# Supplied data
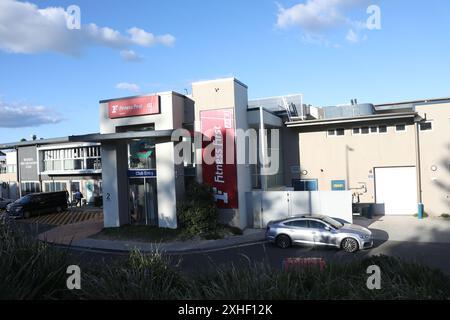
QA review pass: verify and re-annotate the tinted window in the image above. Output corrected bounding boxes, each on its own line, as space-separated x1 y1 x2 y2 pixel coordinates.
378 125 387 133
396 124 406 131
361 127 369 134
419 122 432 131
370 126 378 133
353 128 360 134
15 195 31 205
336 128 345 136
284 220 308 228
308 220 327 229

# Work to be completed
The records above are to be repeated exactly, with the pictures left out.

# Your solution
QA review pass: verify and re-annotate the tinted window in the image above. Output corrected bounding boxes, each on its own line, as space-separated x1 y1 x2 y2 pixel coordinates.
378 125 387 133
396 124 406 131
361 127 369 134
419 122 432 131
370 126 378 133
353 128 360 134
15 195 31 205
336 128 345 136
284 220 308 228
308 220 327 229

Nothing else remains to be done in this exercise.